Directive
Please say which document ID the forum post on nested query scoring below expected to see first in the search results.

Supplied text
---------------
Unexpected behavior when using nested query and score_mode = max

Hey,

I'm doing some discovery around the nested query feature elasticsearch
supports and I need to use the max score_mode.
I'm expecting to see document id 100 before 101 since id 100 has the full
phrase "Porsche Engine V6" but from some reason document id 101 appears
before in the search results.
Is there any explanations for that?

Thanks,
Itay

Query:
{
"query": {
"nested": {
"path": "Relations",
"score_mode": "max",
"query": {
"query_string": {
"fields": [
"Relations.Title"
],
"query": "Engine V6 porsche"
---------------
Information supplied
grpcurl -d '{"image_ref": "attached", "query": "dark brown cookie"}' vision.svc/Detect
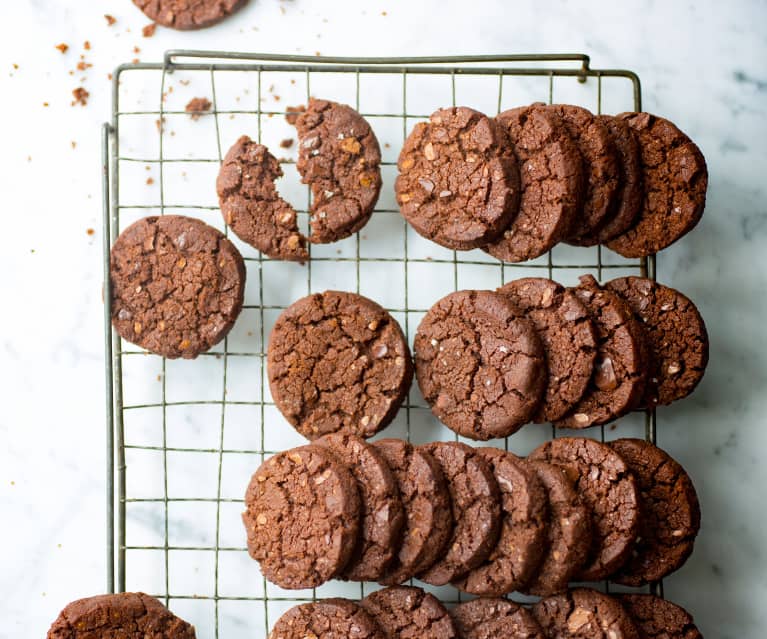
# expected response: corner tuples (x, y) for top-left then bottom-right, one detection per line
---------------
The result
Document ID 100.